• **Work to do**
Lay out every line of the records below as a Markdown table with two columns, "Row" for the row number and "Line" for the line itself, and leave out any blank lines.

(Point placement records)

──────

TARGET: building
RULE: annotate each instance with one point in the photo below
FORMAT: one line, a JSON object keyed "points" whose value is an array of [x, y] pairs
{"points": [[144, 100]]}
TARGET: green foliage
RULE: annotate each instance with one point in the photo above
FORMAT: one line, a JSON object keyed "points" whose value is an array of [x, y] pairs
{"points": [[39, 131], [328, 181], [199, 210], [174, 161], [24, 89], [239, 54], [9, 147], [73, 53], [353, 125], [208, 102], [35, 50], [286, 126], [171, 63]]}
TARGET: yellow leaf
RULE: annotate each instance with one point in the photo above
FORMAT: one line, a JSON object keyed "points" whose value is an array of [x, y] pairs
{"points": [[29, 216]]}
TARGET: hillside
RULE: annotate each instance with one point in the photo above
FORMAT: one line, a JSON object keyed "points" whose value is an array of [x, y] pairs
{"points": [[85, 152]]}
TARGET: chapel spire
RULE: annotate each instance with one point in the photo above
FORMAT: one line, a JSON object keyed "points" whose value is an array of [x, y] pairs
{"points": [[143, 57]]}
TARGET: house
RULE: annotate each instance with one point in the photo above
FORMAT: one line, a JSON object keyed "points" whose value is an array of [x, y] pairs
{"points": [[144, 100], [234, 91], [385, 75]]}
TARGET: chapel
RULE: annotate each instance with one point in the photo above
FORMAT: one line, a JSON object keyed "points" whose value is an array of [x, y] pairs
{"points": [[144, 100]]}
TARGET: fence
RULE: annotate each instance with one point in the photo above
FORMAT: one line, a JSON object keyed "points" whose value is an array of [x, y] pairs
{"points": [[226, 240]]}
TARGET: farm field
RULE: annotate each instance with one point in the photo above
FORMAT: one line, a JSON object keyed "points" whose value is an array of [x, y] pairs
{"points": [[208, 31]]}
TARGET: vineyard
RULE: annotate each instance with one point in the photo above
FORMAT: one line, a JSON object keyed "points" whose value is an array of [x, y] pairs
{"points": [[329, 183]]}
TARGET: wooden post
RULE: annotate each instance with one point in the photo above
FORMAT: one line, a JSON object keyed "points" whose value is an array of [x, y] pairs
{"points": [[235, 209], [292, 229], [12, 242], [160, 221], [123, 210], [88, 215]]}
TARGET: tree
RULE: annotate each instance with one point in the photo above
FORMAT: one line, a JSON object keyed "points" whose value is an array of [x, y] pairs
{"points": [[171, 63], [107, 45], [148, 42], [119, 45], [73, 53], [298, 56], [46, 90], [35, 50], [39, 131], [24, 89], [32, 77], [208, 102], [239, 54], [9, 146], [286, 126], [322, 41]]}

──────

• **Solution**
| Row | Line |
|---|---|
| 1 | TARGET: building |
| 2 | RULE: annotate each instance with one point in the photo below |
| 3 | FORMAT: one line, a JSON object keyed "points" whose value is an array of [x, y] pairs |
| 4 | {"points": [[144, 100]]} |
| 5 | TARGET: green foliage |
| 6 | RULE: annotate each instance with one point in the photo above |
| 7 | FORMAT: one line, a JSON object keyed "points" whose value is an array of [x, y] pairs |
| 8 | {"points": [[39, 131], [328, 181], [199, 210], [174, 161], [24, 89], [239, 54], [9, 147], [73, 53], [353, 125], [208, 102], [35, 50], [286, 126], [171, 63]]} |
| 9 | TARGET: yellow leaf |
| 10 | RULE: annotate each instance with one point in the photo above |
| 11 | FORMAT: one line, a JSON object keyed "points" whose value is an array of [x, y] pairs |
| 12 | {"points": [[29, 216]]} |
| 13 | TARGET: hillside |
| 14 | RULE: annotate each instance with one point in the photo above |
| 15 | FORMAT: one line, a JSON object keyed "points" whose value is an array of [x, y] pairs |
| 16 | {"points": [[85, 152]]} |
| 17 | TARGET: chapel spire |
| 18 | RULE: annotate each instance with one point in the photo above |
| 19 | FORMAT: one line, a JSON object keyed "points" whose value is an array of [x, y] pairs |
| 20 | {"points": [[143, 57]]} |
| 21 | TARGET: house |
| 22 | RULE: annotate each instance with one point in the photo above |
| 23 | FORMAT: one line, a JSON object keyed "points" whose value is an array of [x, y] pairs |
| 24 | {"points": [[144, 100], [234, 91], [385, 75]]} |
| 25 | TARGET: chapel |
| 26 | RULE: annotate each instance with one point in the photo above |
| 27 | FORMAT: one line, a JSON object keyed "points" whose value is an array of [x, y] pairs |
| 28 | {"points": [[144, 100]]} |
| 29 | TARGET: fence |
| 30 | RULE: annotate each instance with one point in the photo above |
| 31 | FORMAT: one line, a JSON object keyed "points" whose value is an array of [x, y] pairs |
| 32 | {"points": [[226, 240]]} |
| 33 | TARGET: farm field |
| 34 | RULE: annotate each instance with one point in the photo above |
| 35 | FORMAT: one line, a JSON object keyed "points" whose value is an array of [x, y] pairs |
| 36 | {"points": [[208, 31]]} |
| 37 | TARGET: vineyard |
| 38 | RULE: annotate each instance with one point in the photo above |
| 39 | FORMAT: one line, a JSON object keyed "points" whose value is an array of [x, y] pairs |
| 40 | {"points": [[329, 183]]} |
| 41 | TARGET: wooden post |
| 42 | RULE: annotate each instance with one point in the photo above |
| 43 | FORMAT: one line, a JSON object keyed "points" whose value is an array of [x, y] pairs |
| 44 | {"points": [[235, 209], [292, 229], [12, 242], [160, 221], [123, 210], [88, 215]]} |
| 45 | TARGET: tree |
| 46 | RULE: annotate each instance with one point in the photo above |
| 47 | FORMAT: one line, a JSON object keyed "points" whose value is an array of [x, y] pairs |
| 48 | {"points": [[171, 63], [107, 45], [148, 42], [119, 45], [73, 53], [298, 56], [46, 90], [35, 50], [39, 131], [24, 89], [32, 77], [208, 102], [239, 54], [9, 146], [286, 126], [322, 41]]} |